_Passage_:
When the Boundary is Hard to Draw
Some workflows resist this cleanly. Classification with fuzzy inputs, validation of unstructured data, decisions that depend on prior decisions; these don’t split neatly into “code part” and “judgment part.” Two patterns help:
Stage the work. Even when individual decisions are fuzzy, the sequence is usually deterministic: extract, classify, validate, act. Make each stage an LLM call with a single question, and let the orchestrator move data between them. This is slower and more expensive than one mega-prompt, but it’s debuggable. You can see exactly where a workflow went wrong and replay from that point.
Let the LLM produce structured plans, not actions. A useful pattern for genuinely ambiguous workflows is to have the model output a plan as data as a list of operations with arguments, and then have code execute the operations. The model gets to use its judgment about what to do; the code retains control over how it gets done, including what’s allowed.
The orchestrator pattern doesn’t eliminate prompt engineering. It scopes it. Each prompt becomes small, focused, and locally testable. The reliability of the overall system stops depending on whether the model can hold twelve interleaved rules in attention, and starts depending on whether each individual judgment is sound; which is exactly the question models are good at.
The Right Time to Refactor
Prompt creep isn’t always worth fixing immediately. If the workflow is new, changing frequently, or used rarely, the flexibility of prose might outweigh the reliability of code. The refactoring point is when:
- The workflow is stable enough that the steps aren’t changing week to week.
- Reliability matters more than iteration speed.
- You find yourself adding emphasis to compensate for skipped steps.
- The prompt is long enough that you’re not confident the model holds all of it in attention.
At that point, the prose has served its purpose as a prototype. Extract the deterministic skeleton into code, keep the LLM for the genuinely ambiguous parts, and let each tool do what it does best.

_Exercise goal_:
Repeat the part of the passage on prompt workflows between "The orchestrator pattern" and "for skipped steps.", inclusive, word for word.

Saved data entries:
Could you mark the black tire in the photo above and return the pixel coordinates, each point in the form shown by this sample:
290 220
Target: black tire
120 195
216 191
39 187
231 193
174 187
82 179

_Answer below_:
The orchestrator pattern doesn’t eliminate prompt engineering. It scopes it. Each prompt becomes small, focused, and locally testable. The reliability of the overall system stops depending on whether the model can hold twelve interleaved rules in attention, and starts depending on whether each individual judgment is sound; which is exactly the question models are good at.
The Right Time to Refactor
Prompt creep isn’t always worth fixing immediately. If the workflow is new, changing frequently, or used rarely, the flexibility of prose might outweigh the reliability of code. The refactoring point is when:
- The workflow is stable enough that the steps aren’t changing week to week.
- Reliability matters more than iteration speed.
- You find yourself adding emphasis to compensate for skipped steps.